Exercise – Find each line in the entries below that contains the word "Where", and copy those lines out in full.

Task input –
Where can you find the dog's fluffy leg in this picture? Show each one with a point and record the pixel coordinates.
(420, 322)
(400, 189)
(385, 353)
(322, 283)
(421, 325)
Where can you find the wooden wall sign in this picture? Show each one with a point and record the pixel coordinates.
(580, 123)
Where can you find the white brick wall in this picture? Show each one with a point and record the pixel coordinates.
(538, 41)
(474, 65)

...

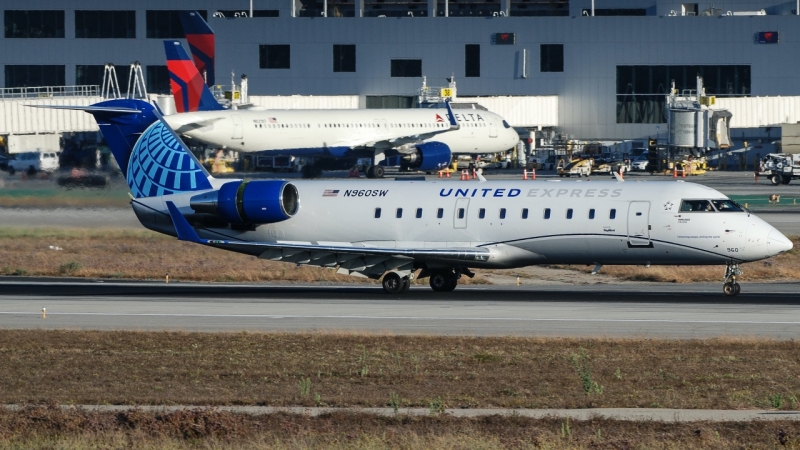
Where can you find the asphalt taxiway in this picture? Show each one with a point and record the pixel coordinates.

Result for this exercise –
Where can you find the dog's fluffy leg in this picture? Show each one with a point and record the pixel coordinates.
Where can you find the wooden wall sign in this picture? Show each one with a point and record the pixel coordinates.
Where can you find the white brick wall in this picture? Show each one with a point and record the pixel coordinates.
Where can you find the asphalt taxiway in this picture? Show each one with a point and record the pixel coordinates.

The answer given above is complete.